**About this task**.
Set down every entry exactly as it was written.

──────── Records provided ────────

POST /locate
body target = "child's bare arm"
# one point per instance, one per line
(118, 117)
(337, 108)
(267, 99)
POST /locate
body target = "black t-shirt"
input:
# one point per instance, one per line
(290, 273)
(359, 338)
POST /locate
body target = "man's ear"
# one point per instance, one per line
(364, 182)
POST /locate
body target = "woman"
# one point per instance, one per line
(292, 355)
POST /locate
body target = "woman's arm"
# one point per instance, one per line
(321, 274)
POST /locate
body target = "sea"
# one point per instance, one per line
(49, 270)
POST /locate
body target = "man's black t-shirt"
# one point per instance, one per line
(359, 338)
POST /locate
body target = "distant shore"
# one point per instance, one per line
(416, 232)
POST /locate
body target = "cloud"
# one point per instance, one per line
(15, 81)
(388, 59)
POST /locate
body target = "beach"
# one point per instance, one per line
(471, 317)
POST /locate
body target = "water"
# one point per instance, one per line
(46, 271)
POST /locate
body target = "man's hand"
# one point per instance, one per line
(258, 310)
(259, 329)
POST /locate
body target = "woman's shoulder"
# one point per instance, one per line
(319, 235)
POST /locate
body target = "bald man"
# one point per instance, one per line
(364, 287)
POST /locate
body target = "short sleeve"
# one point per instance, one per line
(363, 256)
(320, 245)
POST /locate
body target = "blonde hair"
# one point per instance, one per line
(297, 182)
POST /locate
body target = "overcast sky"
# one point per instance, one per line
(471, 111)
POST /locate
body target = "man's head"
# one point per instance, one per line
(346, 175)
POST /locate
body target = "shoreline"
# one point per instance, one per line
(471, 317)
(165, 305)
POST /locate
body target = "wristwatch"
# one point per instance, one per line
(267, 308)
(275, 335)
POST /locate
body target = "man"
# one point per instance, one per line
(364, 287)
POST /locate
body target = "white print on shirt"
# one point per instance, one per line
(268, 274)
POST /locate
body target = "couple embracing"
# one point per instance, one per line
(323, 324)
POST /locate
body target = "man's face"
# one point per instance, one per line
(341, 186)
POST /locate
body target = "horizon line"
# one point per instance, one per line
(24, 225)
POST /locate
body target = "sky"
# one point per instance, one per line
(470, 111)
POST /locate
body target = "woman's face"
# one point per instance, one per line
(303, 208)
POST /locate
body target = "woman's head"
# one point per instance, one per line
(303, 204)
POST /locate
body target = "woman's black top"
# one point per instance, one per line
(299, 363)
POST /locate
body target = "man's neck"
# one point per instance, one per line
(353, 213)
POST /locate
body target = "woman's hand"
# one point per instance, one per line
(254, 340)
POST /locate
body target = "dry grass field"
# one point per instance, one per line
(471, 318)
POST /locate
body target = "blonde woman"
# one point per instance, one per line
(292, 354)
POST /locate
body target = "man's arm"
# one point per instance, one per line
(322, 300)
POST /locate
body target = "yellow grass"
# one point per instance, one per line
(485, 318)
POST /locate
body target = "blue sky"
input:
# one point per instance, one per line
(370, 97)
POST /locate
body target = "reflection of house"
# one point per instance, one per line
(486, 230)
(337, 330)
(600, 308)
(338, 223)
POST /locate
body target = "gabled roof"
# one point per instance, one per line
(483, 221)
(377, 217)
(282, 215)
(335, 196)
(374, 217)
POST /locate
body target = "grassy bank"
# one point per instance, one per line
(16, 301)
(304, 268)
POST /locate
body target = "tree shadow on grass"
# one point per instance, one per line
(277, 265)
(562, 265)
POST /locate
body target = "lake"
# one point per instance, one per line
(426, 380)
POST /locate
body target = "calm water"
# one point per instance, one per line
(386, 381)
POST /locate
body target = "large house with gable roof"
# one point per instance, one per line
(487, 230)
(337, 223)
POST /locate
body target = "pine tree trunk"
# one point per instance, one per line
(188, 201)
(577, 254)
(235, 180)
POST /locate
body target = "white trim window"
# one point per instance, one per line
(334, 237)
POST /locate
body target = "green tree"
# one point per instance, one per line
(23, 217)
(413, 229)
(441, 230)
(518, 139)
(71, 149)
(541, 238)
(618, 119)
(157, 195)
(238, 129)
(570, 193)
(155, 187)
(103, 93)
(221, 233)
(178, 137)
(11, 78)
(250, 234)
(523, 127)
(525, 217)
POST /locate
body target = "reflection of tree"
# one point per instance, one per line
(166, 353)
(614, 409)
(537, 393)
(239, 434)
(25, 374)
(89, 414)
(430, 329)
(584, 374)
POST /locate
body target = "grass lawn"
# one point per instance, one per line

────────

**Written answer**.
POST /locate
body target = "child's bare arm"
# one point per instance, one per line
(118, 117)
(337, 108)
(267, 99)
POST /locate
body target = "black t-shirt"
input:
# one point per instance, one per line
(290, 273)
(359, 338)
POST /locate
body target = "man's ear"
# one point per instance, one per line
(364, 182)
POST /locate
body target = "woman"
# one point per instance, one per line
(292, 355)
POST /locate
body target = "woman's arm"
# one point per instance, one per line
(321, 274)
POST /locate
body target = "sea"
# one point per instance, one per line
(49, 270)
POST /locate
body target = "man's black t-shirt"
# one point per instance, one per line
(359, 338)
POST /locate
body target = "distant shore"
# one point per instance, one per line
(416, 232)
POST /locate
body target = "cloud"
# one point per instance, one per line
(15, 81)
(388, 59)
POST /locate
body target = "beach"
# one point per instance, one per line
(471, 317)
POST /locate
body target = "water"
# one point per instance, one per line
(46, 271)
POST /locate
body target = "man's hand"
# one point per instance, one per line
(258, 310)
(259, 329)
POST /locate
body target = "woman's shoulder"
# one point per instance, one per line
(319, 235)
POST /locate
body target = "bald man"
# one point per instance, one per line
(364, 287)
POST /locate
body target = "short sleeve"
# one point per instance, one per line
(363, 256)
(320, 245)
POST /locate
body target = "blonde hair"
# one point per instance, one per line
(297, 182)
POST /locate
body target = "overcast sky"
# one point per instance, one per line
(471, 111)
POST /locate
body target = "man's head"
# one point per instance, one per line
(346, 175)
POST /locate
body target = "shoreline"
# one point per instance, one per line
(471, 317)
(165, 305)
POST /locate
body target = "wristwatch"
# one point per instance, one per line
(267, 308)
(275, 335)
POST /locate
body target = "man"
# one point per instance, one per line
(364, 287)
POST /locate
body target = "white print on shirt"
# one point per instance, one per line
(268, 274)
POST /locate
body target = "couple embracing"
# one point per instance, one per line
(323, 324)
POST /locate
body target = "man's face"
# one point per instance, one per line
(341, 186)
POST /locate
body target = "horizon line"
# one point per instance, one per line
(24, 225)
POST /locate
body target = "sky"
# one point per instance, one per line
(470, 111)
POST /locate
body target = "woman's face"
# one point per instance, one per line
(303, 208)
POST /locate
body target = "woman's head"
# one point per instance, one per line
(303, 204)
POST /locate
body target = "woman's black top"
# one point per instance, one per line
(299, 363)
POST /locate
body target = "man's neck"
# one point per instance, one per line
(353, 213)
POST /locate
body target = "woman's hand"
# one point per instance, one per line
(254, 340)
POST /locate
body target = "dry grass field"
# one point per instance, one per line
(471, 318)
POST /locate
body target = "blonde woman"
# one point per instance, one per line
(292, 354)
POST /locate
body target = "man's arm"
# one point per instance, one per line
(322, 300)
POST /locate
body target = "yellow grass"
# one point per instance, one per line
(485, 318)
POST /locate
body target = "blue sky"
input:
# one point per instance, one per line
(370, 97)
POST /locate
body target = "reflection of house"
# one point per instance, one per line
(486, 230)
(337, 330)
(600, 308)
(338, 223)
POST /locate
body target = "gabled roof"
# one point per instance, one per line
(483, 221)
(377, 217)
(282, 215)
(335, 196)
(374, 217)
POST /locate
body target = "grassy bank"
# one point per instance, one per line
(16, 301)
(304, 268)
POST /locate
body target = "tree shadow on grass"
# one point per instance, one per line
(277, 265)
(562, 265)
POST /locate
body target = "lake"
# one point per instance, one per line
(426, 380)
POST /locate
body target = "calm water"
# one point per instance, one per line
(386, 381)
POST /locate
body target = "large house with gable roof"
# one point per instance, one per line
(487, 230)
(337, 223)
POST /locate
body target = "pine tree trunk"
# one point per instance, one per line
(188, 201)
(577, 254)
(235, 180)
POST /locate
body target = "white trim window"
# one point per instance, one per line
(334, 237)
POST /locate
body target = "green tree"
# one point per instance, one per line
(23, 217)
(413, 229)
(441, 230)
(518, 139)
(71, 149)
(541, 238)
(618, 119)
(157, 195)
(238, 129)
(570, 193)
(155, 187)
(103, 93)
(221, 233)
(178, 137)
(11, 78)
(250, 234)
(523, 127)
(525, 217)
POST /locate
body target = "reflection of tree"
# one point per instance, one per line
(166, 353)
(614, 409)
(537, 393)
(239, 434)
(25, 374)
(89, 414)
(430, 329)
(584, 374)
POST /locate
body target = "grass lawn"
# one point per instance, one per line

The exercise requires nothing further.